** DATA TO EXAMINE follows **
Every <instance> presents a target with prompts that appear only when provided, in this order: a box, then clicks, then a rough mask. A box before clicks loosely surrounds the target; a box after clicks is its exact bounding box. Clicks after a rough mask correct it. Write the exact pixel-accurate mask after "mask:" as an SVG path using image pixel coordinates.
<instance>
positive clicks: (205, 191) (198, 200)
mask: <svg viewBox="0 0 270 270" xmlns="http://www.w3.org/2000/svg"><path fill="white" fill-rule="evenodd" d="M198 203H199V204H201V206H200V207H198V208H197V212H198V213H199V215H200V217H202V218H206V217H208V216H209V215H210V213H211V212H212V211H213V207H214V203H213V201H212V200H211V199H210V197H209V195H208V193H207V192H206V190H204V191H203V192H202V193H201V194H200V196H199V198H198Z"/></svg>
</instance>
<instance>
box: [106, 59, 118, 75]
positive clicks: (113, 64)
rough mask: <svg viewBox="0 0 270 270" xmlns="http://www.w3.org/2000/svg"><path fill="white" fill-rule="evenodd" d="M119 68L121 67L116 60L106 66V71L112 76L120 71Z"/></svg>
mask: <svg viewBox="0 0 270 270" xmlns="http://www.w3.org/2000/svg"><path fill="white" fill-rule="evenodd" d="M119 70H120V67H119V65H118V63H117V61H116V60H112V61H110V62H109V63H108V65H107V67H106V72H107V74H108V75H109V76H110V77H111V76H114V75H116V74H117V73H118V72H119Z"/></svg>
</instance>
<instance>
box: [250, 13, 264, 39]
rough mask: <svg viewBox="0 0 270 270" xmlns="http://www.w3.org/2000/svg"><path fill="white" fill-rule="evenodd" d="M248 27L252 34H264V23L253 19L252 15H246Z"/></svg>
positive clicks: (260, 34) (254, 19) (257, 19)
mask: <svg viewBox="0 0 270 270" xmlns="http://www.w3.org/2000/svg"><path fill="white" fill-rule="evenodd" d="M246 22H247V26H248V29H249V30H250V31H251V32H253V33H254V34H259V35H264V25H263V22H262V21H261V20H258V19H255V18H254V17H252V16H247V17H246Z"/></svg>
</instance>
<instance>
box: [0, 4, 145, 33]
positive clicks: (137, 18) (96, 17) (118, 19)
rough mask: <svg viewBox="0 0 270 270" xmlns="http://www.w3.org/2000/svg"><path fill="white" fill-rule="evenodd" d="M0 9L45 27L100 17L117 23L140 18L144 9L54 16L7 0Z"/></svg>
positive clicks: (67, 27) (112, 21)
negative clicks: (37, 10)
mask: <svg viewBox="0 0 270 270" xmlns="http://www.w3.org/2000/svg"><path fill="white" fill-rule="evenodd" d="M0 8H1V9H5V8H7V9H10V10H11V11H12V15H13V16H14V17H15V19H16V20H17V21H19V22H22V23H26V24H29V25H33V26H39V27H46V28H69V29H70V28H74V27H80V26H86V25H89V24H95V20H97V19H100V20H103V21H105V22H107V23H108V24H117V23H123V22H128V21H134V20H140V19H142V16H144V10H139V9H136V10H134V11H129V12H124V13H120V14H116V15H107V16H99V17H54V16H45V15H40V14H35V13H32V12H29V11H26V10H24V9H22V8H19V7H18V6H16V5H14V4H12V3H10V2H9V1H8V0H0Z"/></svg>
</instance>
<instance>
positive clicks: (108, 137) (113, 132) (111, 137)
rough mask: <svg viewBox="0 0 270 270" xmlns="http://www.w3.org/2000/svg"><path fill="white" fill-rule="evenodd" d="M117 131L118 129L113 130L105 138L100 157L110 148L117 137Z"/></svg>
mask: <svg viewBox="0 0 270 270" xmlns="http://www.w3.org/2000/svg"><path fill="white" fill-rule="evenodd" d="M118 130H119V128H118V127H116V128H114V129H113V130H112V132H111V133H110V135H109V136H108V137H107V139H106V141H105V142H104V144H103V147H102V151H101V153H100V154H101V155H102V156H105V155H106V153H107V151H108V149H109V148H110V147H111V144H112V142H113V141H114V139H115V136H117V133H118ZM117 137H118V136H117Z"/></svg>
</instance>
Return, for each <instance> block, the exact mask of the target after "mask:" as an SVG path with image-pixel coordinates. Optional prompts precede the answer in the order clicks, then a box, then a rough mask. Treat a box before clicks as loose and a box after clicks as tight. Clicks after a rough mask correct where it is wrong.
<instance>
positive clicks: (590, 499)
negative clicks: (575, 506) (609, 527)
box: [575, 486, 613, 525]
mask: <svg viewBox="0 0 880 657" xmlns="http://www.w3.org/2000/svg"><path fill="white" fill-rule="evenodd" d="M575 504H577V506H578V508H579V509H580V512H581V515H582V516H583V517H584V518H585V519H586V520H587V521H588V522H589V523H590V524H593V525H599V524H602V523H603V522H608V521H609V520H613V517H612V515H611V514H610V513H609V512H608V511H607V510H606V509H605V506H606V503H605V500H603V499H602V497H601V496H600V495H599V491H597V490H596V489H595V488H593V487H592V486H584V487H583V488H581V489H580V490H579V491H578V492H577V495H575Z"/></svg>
** End of DATA TO EXAMINE **
Can you write out the entries from their first line through the line containing "positive clicks: (67, 27) (112, 21)", swapping every "rough mask" for "coarse mask" and leaving everything else untouched?

Every <instance> presents a target with prompts that appear only when provided, in this order: a box, then clicks, then a coarse mask. A box before clicks loosely surrounds the target; a box after clicks is its exact bounding box. Clicks after a coarse mask correct it. Write the exact pixel-accurate mask after "mask:" as an SVG path using image pixel coordinates.
<instance>
positive clicks: (205, 191) (198, 200)
mask: <svg viewBox="0 0 270 270" xmlns="http://www.w3.org/2000/svg"><path fill="white" fill-rule="evenodd" d="M198 203H199V204H201V206H200V207H198V208H197V212H198V213H199V215H200V217H202V218H206V217H208V216H209V215H210V213H211V212H212V211H213V207H214V203H213V201H212V200H211V199H210V197H209V195H208V193H207V192H206V190H204V191H203V192H202V193H201V194H200V196H199V198H198Z"/></svg>
</instance>
<instance>
box: [106, 59, 118, 75]
positive clicks: (113, 64)
coarse mask: <svg viewBox="0 0 270 270" xmlns="http://www.w3.org/2000/svg"><path fill="white" fill-rule="evenodd" d="M119 68L121 67L116 60L106 66V71L112 76L120 71Z"/></svg>
mask: <svg viewBox="0 0 270 270" xmlns="http://www.w3.org/2000/svg"><path fill="white" fill-rule="evenodd" d="M119 70H120V67H119V65H118V63H117V61H116V60H112V61H110V62H109V63H108V65H107V67H106V72H107V74H108V75H109V76H110V77H111V76H114V75H116V74H117V73H118V72H119Z"/></svg>
</instance>
<instance>
box: [250, 13, 264, 39]
coarse mask: <svg viewBox="0 0 270 270" xmlns="http://www.w3.org/2000/svg"><path fill="white" fill-rule="evenodd" d="M248 27L252 34H264V23L253 19L252 15H246Z"/></svg>
positive clicks: (260, 34) (254, 19) (257, 19)
mask: <svg viewBox="0 0 270 270" xmlns="http://www.w3.org/2000/svg"><path fill="white" fill-rule="evenodd" d="M246 22H247V26H248V29H249V30H250V31H251V32H253V33H254V34H259V35H264V25H263V22H262V21H261V20H258V19H255V18H254V17H252V16H247V17H246Z"/></svg>
</instance>
<instance>
box: [0, 4, 145, 33]
positive clicks: (137, 18) (96, 17) (118, 19)
coarse mask: <svg viewBox="0 0 270 270" xmlns="http://www.w3.org/2000/svg"><path fill="white" fill-rule="evenodd" d="M0 9L45 27L100 17L117 23L140 18L144 9L54 16L7 0Z"/></svg>
positive clicks: (67, 27) (112, 21)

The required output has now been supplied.